- Date: July 7, 2011
- Presenters: Nora Salinas, Oscar Schekaiban, Michelle Rubalcava, Nallely Chávez, Susana Treviño
- Entertainment: Kika Edgar
- Venue: Espacio Cultural Metropolitano, Tampico, Tamaulipas
- Broadcaster: Televisa
- Entrants: 11
- Placements: 4
- Winner: Karen Lizcano Tampico

= Nuestra Belleza Tamaulipas 2011 =

Nuestra Belleza Tamaulipas 2011 was held in the Espacio Cultural Metropolitano of Tampico, Tamaulipas on July 7, 2011. At the conclusion of the final night of competition Karen Lizcano of Tampico was crowned the winner. Lizcano was crowned by outgoing Nuestra Belleza Tamaulipas titleholder Claudia González. Eleven contestants competed for the title.

_Exercise inputs_
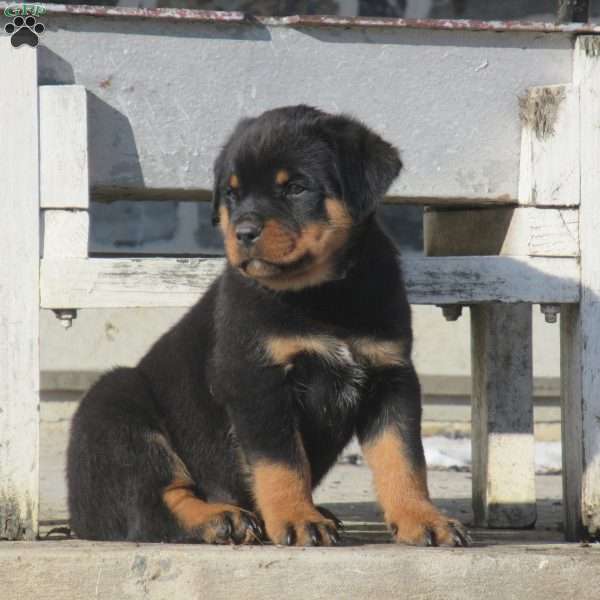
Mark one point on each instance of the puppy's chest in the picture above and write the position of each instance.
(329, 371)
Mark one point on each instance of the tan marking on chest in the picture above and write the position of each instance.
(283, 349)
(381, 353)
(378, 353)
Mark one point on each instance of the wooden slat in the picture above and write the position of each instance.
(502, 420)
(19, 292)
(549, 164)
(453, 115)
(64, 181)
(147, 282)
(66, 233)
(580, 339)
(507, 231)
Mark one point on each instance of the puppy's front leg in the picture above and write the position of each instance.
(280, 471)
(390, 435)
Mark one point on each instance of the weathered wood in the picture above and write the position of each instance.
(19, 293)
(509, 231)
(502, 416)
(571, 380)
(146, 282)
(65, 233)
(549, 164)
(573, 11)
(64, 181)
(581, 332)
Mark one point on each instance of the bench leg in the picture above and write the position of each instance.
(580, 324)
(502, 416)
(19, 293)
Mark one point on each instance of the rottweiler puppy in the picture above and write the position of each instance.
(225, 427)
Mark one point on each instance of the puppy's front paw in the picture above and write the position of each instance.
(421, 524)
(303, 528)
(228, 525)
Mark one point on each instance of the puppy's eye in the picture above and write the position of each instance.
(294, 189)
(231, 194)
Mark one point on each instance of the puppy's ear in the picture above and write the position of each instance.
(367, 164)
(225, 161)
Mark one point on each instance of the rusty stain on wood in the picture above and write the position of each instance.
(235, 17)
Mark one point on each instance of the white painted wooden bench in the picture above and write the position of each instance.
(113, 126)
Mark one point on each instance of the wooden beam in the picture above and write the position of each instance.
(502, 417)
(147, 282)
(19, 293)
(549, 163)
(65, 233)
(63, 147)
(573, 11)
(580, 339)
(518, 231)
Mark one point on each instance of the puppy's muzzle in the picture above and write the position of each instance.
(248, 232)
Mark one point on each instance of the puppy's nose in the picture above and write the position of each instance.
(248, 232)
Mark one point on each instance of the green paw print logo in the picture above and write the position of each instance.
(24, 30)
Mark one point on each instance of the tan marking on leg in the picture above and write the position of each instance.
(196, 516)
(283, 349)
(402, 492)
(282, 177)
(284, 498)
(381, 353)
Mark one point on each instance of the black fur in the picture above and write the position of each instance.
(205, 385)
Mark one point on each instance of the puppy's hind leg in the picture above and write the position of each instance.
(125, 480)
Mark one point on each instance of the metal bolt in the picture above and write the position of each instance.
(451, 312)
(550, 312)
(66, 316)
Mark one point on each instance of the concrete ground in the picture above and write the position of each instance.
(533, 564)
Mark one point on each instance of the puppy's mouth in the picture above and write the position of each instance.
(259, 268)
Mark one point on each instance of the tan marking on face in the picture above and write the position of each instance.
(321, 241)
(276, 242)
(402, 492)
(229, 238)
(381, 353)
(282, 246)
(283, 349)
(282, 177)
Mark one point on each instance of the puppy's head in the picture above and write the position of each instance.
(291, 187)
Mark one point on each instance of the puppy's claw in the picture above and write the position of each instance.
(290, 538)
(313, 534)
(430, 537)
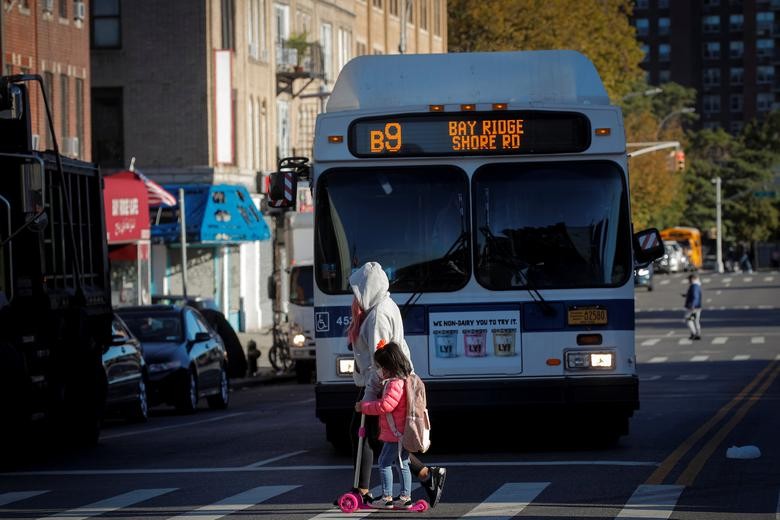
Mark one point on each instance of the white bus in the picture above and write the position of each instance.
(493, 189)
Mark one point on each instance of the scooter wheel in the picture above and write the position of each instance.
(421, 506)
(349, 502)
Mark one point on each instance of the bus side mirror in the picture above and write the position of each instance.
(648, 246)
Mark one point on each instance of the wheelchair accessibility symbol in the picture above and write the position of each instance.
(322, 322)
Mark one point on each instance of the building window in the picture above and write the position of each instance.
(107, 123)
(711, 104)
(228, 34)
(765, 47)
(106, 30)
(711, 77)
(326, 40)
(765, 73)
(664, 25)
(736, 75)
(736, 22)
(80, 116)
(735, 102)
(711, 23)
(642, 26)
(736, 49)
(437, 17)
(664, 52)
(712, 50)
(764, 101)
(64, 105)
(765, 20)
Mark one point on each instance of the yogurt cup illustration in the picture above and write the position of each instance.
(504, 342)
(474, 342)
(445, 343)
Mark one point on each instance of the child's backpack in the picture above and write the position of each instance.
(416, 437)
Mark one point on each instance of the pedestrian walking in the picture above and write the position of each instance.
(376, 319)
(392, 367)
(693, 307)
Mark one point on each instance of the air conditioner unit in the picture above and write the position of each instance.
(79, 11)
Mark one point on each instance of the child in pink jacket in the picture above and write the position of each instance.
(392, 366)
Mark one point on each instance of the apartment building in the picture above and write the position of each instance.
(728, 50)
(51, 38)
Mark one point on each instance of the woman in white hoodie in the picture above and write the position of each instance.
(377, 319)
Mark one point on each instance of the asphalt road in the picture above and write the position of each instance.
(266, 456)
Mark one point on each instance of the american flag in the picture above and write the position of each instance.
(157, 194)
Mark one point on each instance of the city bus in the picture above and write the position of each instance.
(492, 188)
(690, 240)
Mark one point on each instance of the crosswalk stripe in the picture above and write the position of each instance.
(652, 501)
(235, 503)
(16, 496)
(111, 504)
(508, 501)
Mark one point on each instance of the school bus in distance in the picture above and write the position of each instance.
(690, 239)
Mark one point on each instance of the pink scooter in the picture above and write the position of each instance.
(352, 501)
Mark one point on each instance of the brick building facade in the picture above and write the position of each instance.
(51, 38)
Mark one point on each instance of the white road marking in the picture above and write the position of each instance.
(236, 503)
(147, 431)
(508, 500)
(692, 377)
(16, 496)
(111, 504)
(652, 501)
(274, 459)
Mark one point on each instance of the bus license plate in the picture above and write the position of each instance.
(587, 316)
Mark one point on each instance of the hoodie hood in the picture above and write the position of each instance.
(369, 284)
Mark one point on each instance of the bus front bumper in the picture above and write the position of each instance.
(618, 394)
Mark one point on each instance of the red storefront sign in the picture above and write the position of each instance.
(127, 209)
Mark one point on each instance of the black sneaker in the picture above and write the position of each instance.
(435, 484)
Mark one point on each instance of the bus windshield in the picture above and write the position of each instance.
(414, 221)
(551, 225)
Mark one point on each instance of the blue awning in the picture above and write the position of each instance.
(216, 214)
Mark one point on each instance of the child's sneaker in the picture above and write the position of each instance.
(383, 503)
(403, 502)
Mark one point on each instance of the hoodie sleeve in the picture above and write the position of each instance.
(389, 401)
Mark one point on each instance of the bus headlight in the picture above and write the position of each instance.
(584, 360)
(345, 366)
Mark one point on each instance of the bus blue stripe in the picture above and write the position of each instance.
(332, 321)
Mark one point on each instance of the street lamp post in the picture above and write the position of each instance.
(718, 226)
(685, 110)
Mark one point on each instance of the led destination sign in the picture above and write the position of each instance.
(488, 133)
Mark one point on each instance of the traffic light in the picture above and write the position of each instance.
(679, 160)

_Stated exercise 1_
Identify each line in the rows above that contains the string "scooter", with uppercase and lowercase letters counted as different, and copy every such line out.
_Stated exercise 2_
Extend the Nuestra Belleza Tamaulipas 2011 article at the top of the page, picking up right after its final sentence.

_Answer 1_
Mark one point on each instance of the scooter wheel in the picture above and write the position of each instance.
Mark one point on each instance of the pink scooter in the picture above and write the position of each instance.

_Answer 2_
==Results==

===Placements===

| Final results | Contestant |
|---|---|
| Nuestra Belleza Tamaulipas 2011 | Karen Lizcano; |
| Suplente / 1st Runner-up | Gabriela Castañón; |
| Finalists | Graciela Flores; Cristina Botello; Ana Gabriela Azuara; |

===Special awards===

| Award | Contestant |
|---|---|
| Miss Photogenic | Malleny Gtz; |

==Judges==
- Cecy Gutiérrez - Television Hosstes
- Silvia Ramírez - Actress
- Manolo Barroso - Photographer

==Background Music==
- Kika Edgar - "Sin Él", "Acaríciame" & “Que Ganas de no Verte Nunca Más”.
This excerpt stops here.